Consigne donnée A:
Répondez, s'il vous plaît, à ces questions à l'aide du texte sur l'agriculture égyptienne ci-dessous :
(i) Quelle est la longueur approximative du Nil ?
(ii) Quelle part de la population se concentre dans le delta et la vallée du Nil ?
(iii) Quelle part de la population totale la capitale regroupe-t-elle ?
Consigne donnée B: Prolongez le texte sur l'agriculture égyptienne ci-dessous à partir de sa dernière phrase.

Source:

--*--

Crédit:

Agriculture égyptienne, un géant au pied d’argile (2)

Parcelles agricoles aménagées en bordure du Nil (crédit photo: www.news.nationalgeographic.com)
Parcelles agricoles aménagées en bordure du Nil (crédit photo: www.news.nationalgeographic.com)

Parler d’agriculture en Egypte revient à parler inévitablement du Nil.

Le Nil est le deuxième plus long fleuve du monde. Sa longueur est d’environ 6500 kilomètres. Il parcourt 8 pays : le Rwanda, le Burundi, la Tanzanie, l’Ouganda, l’Ethiopie, le Soudan du Sud, le Soudan et l’Egypte, il borde le Kenya et la République Démocratique du Congo.

Agriculture nouvelle, problème nouveau

Le territoire égyptien étant composé en grande partie de terres désertiques ou arides, 95% de la population se concentre dans le delta et la vallée du Nil, soit environ 33% du territoire total. Cela fait du delta du Nil l’une des régions les plus densément peuplées de la planète avec environ 1540 habitants au kilomètre carré.

La capitale (le Caire) regroupe presqu’un dixième de la population totale. Cette urbanisation va de pair avec une destruction des terres agricoles dans ces mêmes zones qui sont pourtant des terres de hautes qualités pour les cultures.

--*--

Données:
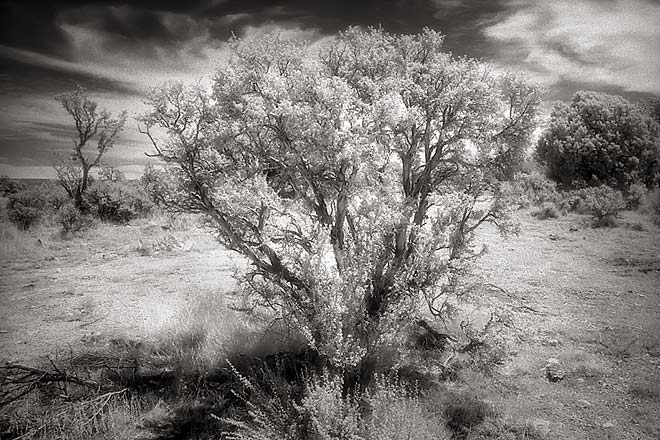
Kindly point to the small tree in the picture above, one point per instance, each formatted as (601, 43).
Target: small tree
(73, 171)
(351, 177)
(601, 139)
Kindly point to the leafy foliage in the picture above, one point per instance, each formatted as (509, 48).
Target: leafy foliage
(386, 411)
(116, 201)
(601, 139)
(9, 186)
(72, 220)
(352, 176)
(73, 171)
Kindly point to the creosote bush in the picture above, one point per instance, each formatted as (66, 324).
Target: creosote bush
(601, 139)
(72, 220)
(116, 201)
(385, 411)
(603, 203)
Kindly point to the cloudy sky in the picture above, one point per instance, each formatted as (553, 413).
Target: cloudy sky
(118, 50)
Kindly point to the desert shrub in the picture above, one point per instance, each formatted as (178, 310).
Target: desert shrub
(653, 199)
(117, 202)
(386, 411)
(546, 211)
(532, 189)
(601, 139)
(10, 186)
(465, 412)
(71, 219)
(603, 204)
(26, 207)
(634, 195)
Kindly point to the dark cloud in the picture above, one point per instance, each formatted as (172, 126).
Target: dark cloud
(24, 78)
(39, 28)
(34, 27)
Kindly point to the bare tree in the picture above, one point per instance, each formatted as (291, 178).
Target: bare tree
(73, 171)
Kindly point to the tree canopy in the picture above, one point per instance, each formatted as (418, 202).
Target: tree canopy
(351, 174)
(601, 139)
(91, 125)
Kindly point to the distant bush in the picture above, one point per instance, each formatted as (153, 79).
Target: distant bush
(635, 195)
(603, 203)
(651, 205)
(531, 189)
(72, 220)
(464, 412)
(546, 211)
(9, 186)
(26, 207)
(601, 139)
(117, 202)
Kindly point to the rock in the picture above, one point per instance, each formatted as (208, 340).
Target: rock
(539, 425)
(553, 371)
(551, 342)
(584, 403)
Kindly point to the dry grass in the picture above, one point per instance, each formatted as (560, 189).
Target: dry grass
(596, 289)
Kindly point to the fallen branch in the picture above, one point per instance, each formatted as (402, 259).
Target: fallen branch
(18, 380)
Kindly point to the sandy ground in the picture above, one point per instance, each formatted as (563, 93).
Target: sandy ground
(597, 291)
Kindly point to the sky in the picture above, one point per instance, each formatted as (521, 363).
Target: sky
(118, 50)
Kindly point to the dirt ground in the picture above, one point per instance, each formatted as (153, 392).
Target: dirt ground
(596, 293)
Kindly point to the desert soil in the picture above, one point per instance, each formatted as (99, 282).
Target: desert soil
(595, 293)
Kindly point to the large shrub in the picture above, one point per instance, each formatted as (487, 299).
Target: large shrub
(26, 207)
(352, 175)
(601, 139)
(117, 202)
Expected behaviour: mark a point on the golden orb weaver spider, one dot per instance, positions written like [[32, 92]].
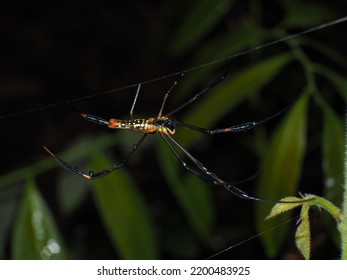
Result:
[[165, 126]]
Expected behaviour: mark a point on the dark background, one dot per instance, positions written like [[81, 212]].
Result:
[[53, 52]]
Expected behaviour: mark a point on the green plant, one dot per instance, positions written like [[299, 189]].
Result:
[[263, 81]]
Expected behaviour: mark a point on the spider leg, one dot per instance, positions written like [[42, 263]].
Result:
[[207, 175], [243, 127], [94, 175], [200, 93], [89, 117], [211, 177]]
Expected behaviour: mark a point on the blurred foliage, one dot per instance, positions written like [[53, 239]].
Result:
[[258, 84]]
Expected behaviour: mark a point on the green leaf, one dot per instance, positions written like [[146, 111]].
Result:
[[338, 81], [238, 39], [124, 213], [35, 234], [279, 208], [333, 154], [229, 94], [201, 19], [193, 194], [281, 171], [303, 234]]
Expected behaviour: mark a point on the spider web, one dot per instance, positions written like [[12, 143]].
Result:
[[222, 60]]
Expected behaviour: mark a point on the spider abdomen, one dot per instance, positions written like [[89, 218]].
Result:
[[149, 126]]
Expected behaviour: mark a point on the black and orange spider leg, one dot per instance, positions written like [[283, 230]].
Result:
[[206, 174], [95, 175], [211, 177], [243, 127]]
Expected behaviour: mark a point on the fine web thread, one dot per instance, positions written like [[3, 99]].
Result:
[[220, 60]]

--*--

Résultat de l'exercice A:
(i) Environ 6500 kilomètres.
(ii) 95 % de la population.
(iii) Presque un dixième de la population totale.

Résultat de l'exercice B:
Jadis, l’Egypte se caractérisait par une agriculture de décrue. Elle consistait à cultiver des terres noyées par la crue annuelle du Nil. Cela permettait de noyer le sol et de recharger la nappe qui se mettait à affleurer. L’abaissement progressif de la nappe avec la décrue laissait suffisamment d’eau et de sédiments pour permettre la plantation de céréales et de légumineuses.

La culture sur décrue a été améliorée par la création d’aménagements hydrauliques afin d’augmenter la surface cultivable. La qualité de cette agriculture donnait d’assez bons rendements avec même l’exportation de l’excédent.

Ces modifications du système hydro-agricole ont ainsi permis d’introduire de nombreuses plantes particulièrement gourmandes en eau : le coton, la canne à sucre et les agrumes. La construction du haut barrage d’Assouan en 1970 représentait alors le summum de l’innovation pour l’agriculture.

Cependant, à cause de ce barrage, il n’y a plus de crues et le Nil n’est plus que l’épine dorsale d’un système généralisé d’irrigation par canaux. Toutes les surfaces cultivées actuellement sont irriguées. Plus de 80% des eaux prélevées le sont pour l’agriculture. La capacité agricole de l’Egypte semble être à son maximum.

L’agriculture irriguée est aujourd’hui au cœur de l’économie égyptienne et représente près de 11% du PIB du pays.

Les cultures pratiquées sont extrêmement intensives. Les aires cultivées portent aujourd’hui deux à trois cultures par an. Malgré cela, les exportations agricoles de l’Egypte sont loin de compenser les importations dont elles représentent moins de 10% en valeur.

De plus, la population égyptienne ne cesse d’augmenter. Elle est estimée à plus de 85 millions d’habitants. La forte demande alimentaire oblige le pays à développer sa capacité agricole en agriculture vivrière.

Des projets de grande envergure pour l’irrigation sont constamment réalisés. L’eau du Nil est très sollicitée, si bien que peu d’eau atteint désormais la mer ce qui pose des problèmes écologiques surtout au niveau de la faune aquatique.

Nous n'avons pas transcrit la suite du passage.